━━━ Exercise input
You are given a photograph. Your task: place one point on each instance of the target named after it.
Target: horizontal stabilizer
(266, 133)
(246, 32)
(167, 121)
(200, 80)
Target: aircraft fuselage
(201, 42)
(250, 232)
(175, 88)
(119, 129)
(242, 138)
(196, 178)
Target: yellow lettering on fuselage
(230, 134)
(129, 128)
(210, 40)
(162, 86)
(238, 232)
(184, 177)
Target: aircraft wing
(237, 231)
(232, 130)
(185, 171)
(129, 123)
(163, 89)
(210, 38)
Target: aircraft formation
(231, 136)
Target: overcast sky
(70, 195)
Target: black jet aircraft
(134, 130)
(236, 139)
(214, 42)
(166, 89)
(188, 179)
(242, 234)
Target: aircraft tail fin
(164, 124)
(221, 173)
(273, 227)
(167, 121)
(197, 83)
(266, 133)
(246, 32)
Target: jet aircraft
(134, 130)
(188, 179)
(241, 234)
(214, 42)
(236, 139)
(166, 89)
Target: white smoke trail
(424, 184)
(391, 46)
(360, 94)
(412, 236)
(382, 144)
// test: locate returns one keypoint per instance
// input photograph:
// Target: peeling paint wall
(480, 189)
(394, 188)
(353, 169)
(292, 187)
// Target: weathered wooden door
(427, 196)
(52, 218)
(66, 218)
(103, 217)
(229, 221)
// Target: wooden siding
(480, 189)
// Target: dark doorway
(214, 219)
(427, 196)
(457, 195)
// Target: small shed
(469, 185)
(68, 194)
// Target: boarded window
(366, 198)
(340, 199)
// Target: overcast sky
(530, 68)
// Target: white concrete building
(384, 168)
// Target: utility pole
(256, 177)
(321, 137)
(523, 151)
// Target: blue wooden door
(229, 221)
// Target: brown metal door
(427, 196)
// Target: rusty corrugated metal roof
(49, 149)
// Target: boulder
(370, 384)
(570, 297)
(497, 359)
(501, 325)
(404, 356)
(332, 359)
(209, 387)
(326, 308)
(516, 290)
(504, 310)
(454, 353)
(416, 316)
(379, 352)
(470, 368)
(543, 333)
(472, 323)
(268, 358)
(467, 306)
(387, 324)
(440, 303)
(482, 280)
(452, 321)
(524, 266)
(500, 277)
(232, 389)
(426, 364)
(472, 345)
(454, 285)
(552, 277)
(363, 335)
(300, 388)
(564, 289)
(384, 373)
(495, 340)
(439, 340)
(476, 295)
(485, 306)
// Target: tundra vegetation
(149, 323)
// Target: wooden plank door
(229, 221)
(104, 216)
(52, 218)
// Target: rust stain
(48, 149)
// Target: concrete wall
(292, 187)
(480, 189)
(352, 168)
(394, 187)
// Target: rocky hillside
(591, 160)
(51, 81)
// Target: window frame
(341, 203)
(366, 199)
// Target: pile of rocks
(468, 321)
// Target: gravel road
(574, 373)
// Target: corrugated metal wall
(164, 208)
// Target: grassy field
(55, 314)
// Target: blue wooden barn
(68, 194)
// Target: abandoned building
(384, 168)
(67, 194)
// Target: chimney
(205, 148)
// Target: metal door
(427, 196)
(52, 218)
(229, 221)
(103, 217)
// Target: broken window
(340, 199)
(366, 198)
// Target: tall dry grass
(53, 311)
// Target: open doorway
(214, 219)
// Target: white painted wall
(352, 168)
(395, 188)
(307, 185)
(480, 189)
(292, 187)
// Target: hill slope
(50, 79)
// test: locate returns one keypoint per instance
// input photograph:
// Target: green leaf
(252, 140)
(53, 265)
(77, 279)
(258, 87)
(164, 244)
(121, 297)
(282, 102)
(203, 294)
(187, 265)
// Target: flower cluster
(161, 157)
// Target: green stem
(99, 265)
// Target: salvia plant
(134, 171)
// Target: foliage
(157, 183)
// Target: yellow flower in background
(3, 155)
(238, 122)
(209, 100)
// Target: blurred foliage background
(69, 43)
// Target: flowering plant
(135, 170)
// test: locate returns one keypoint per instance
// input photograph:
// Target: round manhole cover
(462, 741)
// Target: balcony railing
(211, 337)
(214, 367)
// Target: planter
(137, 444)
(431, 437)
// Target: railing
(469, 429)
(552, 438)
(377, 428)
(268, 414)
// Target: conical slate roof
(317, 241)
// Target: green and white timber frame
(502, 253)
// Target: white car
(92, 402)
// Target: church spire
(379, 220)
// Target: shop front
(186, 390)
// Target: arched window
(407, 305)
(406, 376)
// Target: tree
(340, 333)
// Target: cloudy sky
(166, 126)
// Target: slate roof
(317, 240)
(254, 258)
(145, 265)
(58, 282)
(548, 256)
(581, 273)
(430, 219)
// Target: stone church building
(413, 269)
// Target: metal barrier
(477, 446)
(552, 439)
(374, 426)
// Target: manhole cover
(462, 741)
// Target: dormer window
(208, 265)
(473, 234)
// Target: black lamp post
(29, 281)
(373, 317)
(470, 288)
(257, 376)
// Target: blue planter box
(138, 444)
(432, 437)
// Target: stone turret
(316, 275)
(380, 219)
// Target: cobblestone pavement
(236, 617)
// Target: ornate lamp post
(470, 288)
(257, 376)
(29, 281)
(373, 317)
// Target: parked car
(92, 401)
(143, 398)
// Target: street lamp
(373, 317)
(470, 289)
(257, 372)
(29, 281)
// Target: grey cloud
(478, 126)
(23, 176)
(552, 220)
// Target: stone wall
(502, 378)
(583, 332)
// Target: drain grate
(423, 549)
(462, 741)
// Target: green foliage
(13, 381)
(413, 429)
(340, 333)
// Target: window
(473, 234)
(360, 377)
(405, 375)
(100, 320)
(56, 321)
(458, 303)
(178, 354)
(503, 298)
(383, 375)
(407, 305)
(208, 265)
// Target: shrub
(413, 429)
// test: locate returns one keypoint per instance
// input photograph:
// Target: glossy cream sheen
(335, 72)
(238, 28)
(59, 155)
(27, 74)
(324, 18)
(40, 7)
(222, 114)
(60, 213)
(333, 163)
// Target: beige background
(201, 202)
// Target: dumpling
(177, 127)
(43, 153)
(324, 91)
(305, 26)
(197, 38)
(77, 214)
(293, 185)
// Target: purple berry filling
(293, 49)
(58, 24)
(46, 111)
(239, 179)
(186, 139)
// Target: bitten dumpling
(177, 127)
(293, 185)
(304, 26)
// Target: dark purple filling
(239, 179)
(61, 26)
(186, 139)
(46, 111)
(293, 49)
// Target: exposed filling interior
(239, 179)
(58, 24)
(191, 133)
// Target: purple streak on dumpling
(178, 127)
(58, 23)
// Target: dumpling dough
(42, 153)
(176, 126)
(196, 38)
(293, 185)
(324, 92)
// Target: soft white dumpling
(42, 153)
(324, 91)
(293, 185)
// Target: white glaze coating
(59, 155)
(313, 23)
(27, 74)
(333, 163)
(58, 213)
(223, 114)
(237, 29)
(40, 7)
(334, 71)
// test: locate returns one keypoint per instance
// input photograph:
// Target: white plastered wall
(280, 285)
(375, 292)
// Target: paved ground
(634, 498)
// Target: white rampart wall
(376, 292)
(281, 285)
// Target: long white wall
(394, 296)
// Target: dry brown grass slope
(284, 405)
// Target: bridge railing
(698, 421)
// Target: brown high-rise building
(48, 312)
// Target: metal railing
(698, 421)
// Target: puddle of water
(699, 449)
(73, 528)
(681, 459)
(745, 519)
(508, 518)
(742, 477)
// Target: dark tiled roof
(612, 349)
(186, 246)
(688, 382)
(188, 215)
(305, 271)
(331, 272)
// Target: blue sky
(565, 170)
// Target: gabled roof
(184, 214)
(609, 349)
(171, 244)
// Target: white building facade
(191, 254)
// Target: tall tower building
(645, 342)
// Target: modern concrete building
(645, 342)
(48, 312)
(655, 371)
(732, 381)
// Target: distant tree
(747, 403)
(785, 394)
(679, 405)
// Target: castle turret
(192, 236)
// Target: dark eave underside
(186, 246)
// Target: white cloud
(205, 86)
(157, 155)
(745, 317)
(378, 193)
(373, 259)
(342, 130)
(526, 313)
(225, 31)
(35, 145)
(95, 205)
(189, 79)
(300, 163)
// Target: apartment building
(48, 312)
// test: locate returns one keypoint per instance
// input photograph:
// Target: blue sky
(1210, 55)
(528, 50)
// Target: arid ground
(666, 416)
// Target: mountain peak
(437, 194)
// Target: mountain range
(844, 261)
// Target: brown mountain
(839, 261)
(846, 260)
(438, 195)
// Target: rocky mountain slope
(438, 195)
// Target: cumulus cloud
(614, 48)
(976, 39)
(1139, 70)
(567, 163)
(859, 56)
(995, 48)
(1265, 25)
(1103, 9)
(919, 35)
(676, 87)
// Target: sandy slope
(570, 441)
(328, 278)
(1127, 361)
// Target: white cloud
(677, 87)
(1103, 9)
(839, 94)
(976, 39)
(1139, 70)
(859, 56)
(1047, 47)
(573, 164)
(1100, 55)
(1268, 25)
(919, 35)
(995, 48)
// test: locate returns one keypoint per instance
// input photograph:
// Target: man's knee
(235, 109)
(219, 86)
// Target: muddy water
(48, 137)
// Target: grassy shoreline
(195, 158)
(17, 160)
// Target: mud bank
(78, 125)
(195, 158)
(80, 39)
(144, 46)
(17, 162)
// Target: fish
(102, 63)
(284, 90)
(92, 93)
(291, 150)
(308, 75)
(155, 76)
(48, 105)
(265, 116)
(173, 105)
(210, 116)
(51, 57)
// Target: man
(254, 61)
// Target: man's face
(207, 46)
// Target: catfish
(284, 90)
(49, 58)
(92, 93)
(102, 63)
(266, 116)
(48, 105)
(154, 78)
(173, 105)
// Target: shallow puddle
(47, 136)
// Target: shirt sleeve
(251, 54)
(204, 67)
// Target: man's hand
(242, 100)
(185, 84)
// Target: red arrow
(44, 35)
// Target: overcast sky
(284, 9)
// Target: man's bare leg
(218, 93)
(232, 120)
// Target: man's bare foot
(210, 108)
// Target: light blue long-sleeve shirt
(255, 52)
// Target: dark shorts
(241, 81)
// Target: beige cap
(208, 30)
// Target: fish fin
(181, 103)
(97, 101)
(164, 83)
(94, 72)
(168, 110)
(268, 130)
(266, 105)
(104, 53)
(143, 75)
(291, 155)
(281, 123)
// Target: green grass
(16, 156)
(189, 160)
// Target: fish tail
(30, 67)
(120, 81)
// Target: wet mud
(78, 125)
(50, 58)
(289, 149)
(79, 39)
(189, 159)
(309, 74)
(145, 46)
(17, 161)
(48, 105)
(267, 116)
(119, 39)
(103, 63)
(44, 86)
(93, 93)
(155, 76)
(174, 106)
━━━━━━
> **Instruction**:
Put each line from the one containing "Target: dark shorts" through the last line of the rows, both included, into a JSON list of strings, one string per line and no strings for blank lines.

> **Exercise output**:
[
  "// Target: dark shorts",
  "(241, 81)",
  "// Target: beige cap",
  "(208, 30)",
  "// Target: fish fin",
  "(181, 103)",
  "(97, 101)",
  "(164, 83)",
  "(94, 72)",
  "(168, 110)",
  "(268, 130)",
  "(266, 105)",
  "(104, 53)",
  "(143, 75)",
  "(291, 155)",
  "(281, 123)",
  "// Target: green grass",
  "(16, 156)",
  "(189, 160)",
  "// Target: fish tail",
  "(30, 67)",
  "(120, 81)",
  "// Target: wet mud",
  "(78, 125)",
  "(50, 58)",
  "(289, 149)",
  "(79, 39)",
  "(189, 159)",
  "(309, 74)",
  "(145, 46)",
  "(17, 161)",
  "(48, 105)",
  "(267, 116)",
  "(119, 39)",
  "(103, 63)",
  "(44, 86)",
  "(93, 93)",
  "(155, 76)",
  "(174, 106)"
]